### [Task to carry out]
Transcribe the entries below exactly.

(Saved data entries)
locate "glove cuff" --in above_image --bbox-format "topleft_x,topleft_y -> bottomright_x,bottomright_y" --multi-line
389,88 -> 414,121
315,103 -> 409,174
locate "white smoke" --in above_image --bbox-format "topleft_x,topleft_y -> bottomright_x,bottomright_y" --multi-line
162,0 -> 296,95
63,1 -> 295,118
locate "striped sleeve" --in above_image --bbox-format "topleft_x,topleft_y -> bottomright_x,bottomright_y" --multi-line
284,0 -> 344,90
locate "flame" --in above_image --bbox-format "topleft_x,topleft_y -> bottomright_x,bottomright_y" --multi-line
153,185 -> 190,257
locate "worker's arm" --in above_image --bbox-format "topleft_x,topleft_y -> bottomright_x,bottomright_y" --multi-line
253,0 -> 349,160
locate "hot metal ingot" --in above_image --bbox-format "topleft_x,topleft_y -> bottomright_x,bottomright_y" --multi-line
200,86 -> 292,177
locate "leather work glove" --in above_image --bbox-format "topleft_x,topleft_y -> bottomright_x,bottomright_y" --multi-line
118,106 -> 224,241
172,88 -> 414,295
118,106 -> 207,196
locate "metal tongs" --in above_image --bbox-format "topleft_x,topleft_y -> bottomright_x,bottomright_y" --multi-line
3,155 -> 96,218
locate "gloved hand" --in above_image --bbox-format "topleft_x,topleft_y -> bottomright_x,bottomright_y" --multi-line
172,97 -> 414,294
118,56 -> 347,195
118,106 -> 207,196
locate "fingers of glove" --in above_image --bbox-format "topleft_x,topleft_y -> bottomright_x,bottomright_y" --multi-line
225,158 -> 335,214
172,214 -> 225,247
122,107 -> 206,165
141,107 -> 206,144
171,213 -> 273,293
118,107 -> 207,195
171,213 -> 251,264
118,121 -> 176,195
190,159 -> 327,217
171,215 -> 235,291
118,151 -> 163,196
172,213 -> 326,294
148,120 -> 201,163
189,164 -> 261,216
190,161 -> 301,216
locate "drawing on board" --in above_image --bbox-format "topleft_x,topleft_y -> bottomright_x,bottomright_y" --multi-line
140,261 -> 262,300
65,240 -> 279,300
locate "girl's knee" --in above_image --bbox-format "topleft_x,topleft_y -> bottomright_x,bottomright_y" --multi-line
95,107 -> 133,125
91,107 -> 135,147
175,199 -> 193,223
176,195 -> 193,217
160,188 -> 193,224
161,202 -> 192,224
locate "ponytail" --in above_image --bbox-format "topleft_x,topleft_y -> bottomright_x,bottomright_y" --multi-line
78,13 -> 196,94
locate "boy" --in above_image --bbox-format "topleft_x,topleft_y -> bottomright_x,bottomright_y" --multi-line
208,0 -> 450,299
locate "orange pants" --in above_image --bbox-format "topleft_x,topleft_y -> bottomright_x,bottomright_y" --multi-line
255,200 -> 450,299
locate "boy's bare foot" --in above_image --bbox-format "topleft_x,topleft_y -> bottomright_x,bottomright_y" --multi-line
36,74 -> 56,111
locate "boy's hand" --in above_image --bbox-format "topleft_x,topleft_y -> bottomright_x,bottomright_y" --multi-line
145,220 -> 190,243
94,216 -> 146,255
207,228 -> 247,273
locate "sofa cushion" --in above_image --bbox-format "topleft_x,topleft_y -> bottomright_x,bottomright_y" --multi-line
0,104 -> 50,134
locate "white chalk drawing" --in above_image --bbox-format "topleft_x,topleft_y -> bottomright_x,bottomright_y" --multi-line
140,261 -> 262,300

### [Answer space]
locate "glove cuff" --in above_image --bbox-format "topleft_x,topleft_y -> bottomright_x,bottomright_y" --multi-line
389,88 -> 414,121
315,103 -> 409,174
locate "white smoke" --in above_image --bbox-format "topleft_x,topleft_y -> bottomright_x,bottomright_y" --multi-line
162,0 -> 296,95
63,1 -> 295,118
locate "striped sleeve" --in above_image --bbox-format "topleft_x,topleft_y -> bottomright_x,bottomright_y" --multi-line
284,0 -> 344,90
locate "flame" --in above_image --bbox-format "topleft_x,topleft_y -> bottomright_x,bottomright_y" --multi-line
153,185 -> 190,257
locate "worker's arm" --in above_image --bbox-format "topleft_x,topleft_y -> bottomright_x,bottomright_y" --multi-line
253,0 -> 349,160
locate "hot metal ingot" --in above_image --bbox-format "topleft_x,topleft_y -> bottomright_x,bottomright_y" --multi-line
200,86 -> 292,177
locate "leather work glove" --in above_image --bbox-format "topleft_x,topleft_y -> bottomright_x,bottomright_y" --multi-line
118,106 -> 224,241
172,88 -> 414,295
118,106 -> 207,196
locate "metal tongs" --in above_image --bbox-format "topleft_x,topleft_y -> bottomright_x,bottomright_y" --multi-line
3,155 -> 96,218
locate "gloved hand" --in above_image --bbox-format "topleft_x,topleft_y -> bottomright_x,bottomright_y" --multi-line
172,97 -> 414,294
118,56 -> 347,195
118,106 -> 207,196
locate "fingers of glove" --in above_image --bbox-format "topleft_x,topleft_y -> bottomright_x,bottomright_y" --multi-line
225,158 -> 335,214
172,214 -> 225,247
122,107 -> 206,165
141,107 -> 206,144
171,213 -> 273,293
118,107 -> 207,195
171,213 -> 251,264
118,121 -> 176,195
190,159 -> 327,217
171,215 -> 235,291
118,151 -> 163,196
172,213 -> 326,294
148,120 -> 201,163
189,164 -> 261,216
190,161 -> 301,216
locate "drawing on board" --in above_image --bbox-format "topleft_x,topleft_y -> bottomright_x,bottomright_y" --multi-line
140,261 -> 262,300
65,240 -> 279,300
locate "girl's knee" --in above_image --bbox-format "topleft_x,topleft_y -> bottomright_x,bottomright_y" --multi-line
95,107 -> 133,125
91,107 -> 135,147
175,199 -> 193,223
176,195 -> 193,217
160,188 -> 193,224
161,202 -> 192,224
locate "ponytail" --in above_image --bbox-format "topleft_x,topleft_y -> bottomright_x,bottomright_y" --multi-line
78,13 -> 196,94
locate "boy" --in above_image --bbox-format "topleft_x,topleft_y -> bottomright_x,bottomright_y" --multi-line
208,0 -> 450,299
locate "orange pants" --in above_image --bbox-format "topleft_x,topleft_y -> bottomright_x,bottomright_y" --multi-line
255,200 -> 450,299
locate "boy's bare foot" --in above_image --bbox-format "topleft_x,topleft_y -> bottomright_x,bottomright_y" --multi-line
36,74 -> 56,111
locate "boy's hand" --in above_image --bbox-format "topleft_x,topleft_y -> bottomright_x,bottomright_y" --multi-line
145,220 -> 190,243
94,216 -> 146,255
207,228 -> 247,273
locate "sofa cushion" --in above_image --bbox-format "topleft_x,topleft_y -> bottomright_x,bottomright_y" --multi-line
0,104 -> 50,134
locate "white chalk drawing" --in above_image --bbox-format "topleft_x,topleft_y -> bottomright_x,bottomright_y" --multi-line
140,261 -> 262,300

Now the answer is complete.